_DO THIS_.
Reproduce each of the following records line for line, changing nothing.

== DATA SECTION

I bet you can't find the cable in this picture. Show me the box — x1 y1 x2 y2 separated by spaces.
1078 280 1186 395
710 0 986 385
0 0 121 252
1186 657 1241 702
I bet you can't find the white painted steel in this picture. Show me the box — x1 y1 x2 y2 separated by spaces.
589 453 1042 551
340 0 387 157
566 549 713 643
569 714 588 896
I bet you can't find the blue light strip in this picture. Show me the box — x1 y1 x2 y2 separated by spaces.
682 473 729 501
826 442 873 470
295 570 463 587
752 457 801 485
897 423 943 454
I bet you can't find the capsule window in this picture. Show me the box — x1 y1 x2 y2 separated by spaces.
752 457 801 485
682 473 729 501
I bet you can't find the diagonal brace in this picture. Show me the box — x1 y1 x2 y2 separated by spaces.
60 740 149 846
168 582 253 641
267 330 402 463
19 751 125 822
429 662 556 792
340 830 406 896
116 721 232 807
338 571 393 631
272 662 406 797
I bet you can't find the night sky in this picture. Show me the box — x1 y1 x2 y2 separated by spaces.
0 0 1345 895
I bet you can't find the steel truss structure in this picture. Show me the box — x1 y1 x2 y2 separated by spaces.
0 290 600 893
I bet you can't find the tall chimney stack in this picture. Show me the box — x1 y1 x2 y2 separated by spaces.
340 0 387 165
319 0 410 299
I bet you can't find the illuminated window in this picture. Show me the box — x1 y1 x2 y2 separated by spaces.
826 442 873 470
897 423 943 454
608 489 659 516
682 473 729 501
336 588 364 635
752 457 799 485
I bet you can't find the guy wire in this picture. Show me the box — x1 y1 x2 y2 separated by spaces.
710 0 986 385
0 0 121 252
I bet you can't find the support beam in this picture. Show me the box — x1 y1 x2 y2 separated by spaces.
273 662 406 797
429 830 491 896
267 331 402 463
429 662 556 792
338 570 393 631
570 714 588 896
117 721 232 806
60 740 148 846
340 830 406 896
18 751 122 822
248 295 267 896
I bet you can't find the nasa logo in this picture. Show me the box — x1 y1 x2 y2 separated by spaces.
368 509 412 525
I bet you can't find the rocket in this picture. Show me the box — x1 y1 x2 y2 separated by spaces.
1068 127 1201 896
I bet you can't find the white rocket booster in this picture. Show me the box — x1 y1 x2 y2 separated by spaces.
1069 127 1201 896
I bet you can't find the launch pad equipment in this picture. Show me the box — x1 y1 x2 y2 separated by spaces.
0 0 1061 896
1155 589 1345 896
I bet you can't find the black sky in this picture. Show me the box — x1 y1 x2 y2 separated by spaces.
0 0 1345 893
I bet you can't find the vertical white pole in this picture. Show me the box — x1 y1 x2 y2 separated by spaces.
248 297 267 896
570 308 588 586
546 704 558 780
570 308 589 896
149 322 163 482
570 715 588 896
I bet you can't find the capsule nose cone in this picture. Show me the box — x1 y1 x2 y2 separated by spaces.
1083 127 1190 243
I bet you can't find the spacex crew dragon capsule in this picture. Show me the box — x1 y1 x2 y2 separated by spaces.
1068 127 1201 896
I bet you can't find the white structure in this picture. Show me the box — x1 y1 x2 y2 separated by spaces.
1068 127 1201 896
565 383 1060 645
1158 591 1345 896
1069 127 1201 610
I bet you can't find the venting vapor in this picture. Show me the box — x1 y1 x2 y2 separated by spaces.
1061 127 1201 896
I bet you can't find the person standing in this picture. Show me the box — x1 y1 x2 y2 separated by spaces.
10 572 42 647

====

_THE ANSWER_.
I bet you can't find the cable in this picture. Show me the box — x1 y1 x2 y2 separated by spaces.
1078 280 1186 395
710 0 986 385
0 0 121 252
1186 657 1241 702
I bet you can't find the white painted steel in this picture. Show me the box — x1 y1 x2 y2 separated by spaces.
589 453 1042 551
340 0 387 157
566 549 713 643
569 714 588 896
I bet you can't find the blue light strip in this picture. Show me the box — x1 y1 x2 y2 separated by spaces.
682 473 729 501
826 442 873 470
295 570 463 587
752 457 801 485
897 423 943 454
I bet you can't find the capsule window in this picture. Show me the box — x1 y1 x2 y2 separated by spaces.
752 457 801 485
682 473 729 501
I bet you can't find the diagonal brace in this picture. Show me the box — x1 y1 x2 y2 separated by spaces.
60 740 149 846
168 582 253 641
267 330 402 463
19 751 125 822
429 662 556 792
340 830 406 896
116 721 232 807
338 571 393 631
272 662 406 797
I bet you can't find the night sky in this picture. Show me the box — x1 y1 x2 y2 separated by spaces.
0 0 1345 895
I bet you can't find the steel truss structure in this picture. Show me the box — x1 y1 x2 y2 separated by spaces.
0 290 600 893
I bet you can't find the tall chimney stack in this picture. Show me the box — x1 y1 x2 y2 separated by spaces.
340 0 387 165
319 0 410 299
I bet you can't find the illuminated window in this picture. Show me the box — x1 y1 x2 y2 separated by spaces.
826 442 873 470
897 423 943 454
608 489 659 516
682 473 729 501
336 588 364 635
752 457 799 485
I bet you can't find the guy wire in this picture. Show me the box — x1 y1 x2 y2 separated by spaces.
710 0 986 385
0 0 121 252
I bet you can't find the support beam in this picture. Show me the box — x1 y1 x2 y2 separated by spaces.
273 662 406 797
429 830 491 896
267 331 402 463
429 662 556 792
338 570 393 631
570 714 588 896
117 721 232 806
60 740 148 846
340 830 406 896
18 751 122 822
248 295 267 896
I bet you can't find the nasa logo in this picture. Show me the box — x1 y1 x2 y2 separated by spaces.
368 509 412 525
I bet you can't find the rocket in this picture. Show me the box — x1 y1 x2 y2 separated by spaces.
1068 127 1201 896
I bet you can't find the white rocket booster in this picture. Show me the box — x1 y1 x2 y2 separated by spaces.
1069 127 1201 896
I bet you can't find the launch pad equipment in this picture. Show me the box — x1 y1 x2 y2 separated by spaces.
0 0 1061 896
1155 589 1345 896
I bet you can't find the black sky in this picture. Show me the box — x1 y1 x2 y2 separated by spaces.
0 0 1345 893
I bet you can't find the vertical white pole in this picture. Show me the box — x1 y1 x2 y2 separated by spaces.
248 297 267 896
570 308 588 586
546 704 558 780
570 308 589 896
149 322 163 482
570 715 588 896
I bet you can't find the capsule nose cone in this picture. Show me the box — x1 y1 x2 y2 separated by spaces.
1083 127 1190 243
I bet you can't find the spacex crew dragon capsule in this picture. Show me the box — x1 y1 x2 y2 separated by spaces.
1068 127 1201 896
I bet you can't find the white structure in this picture. Show me the box — x1 y1 x2 y2 separated by spaces.
1068 127 1201 896
565 383 1060 645
1158 591 1345 896
1069 127 1201 610
I bet you can't find the venting vapor in this picture. Show me the box — x1 y1 x2 y2 separated by spaces.
1061 127 1201 896
I bet you can't find the person standing in this picture. Show me the box — x1 y1 x2 y2 separated by spaces.
10 572 42 647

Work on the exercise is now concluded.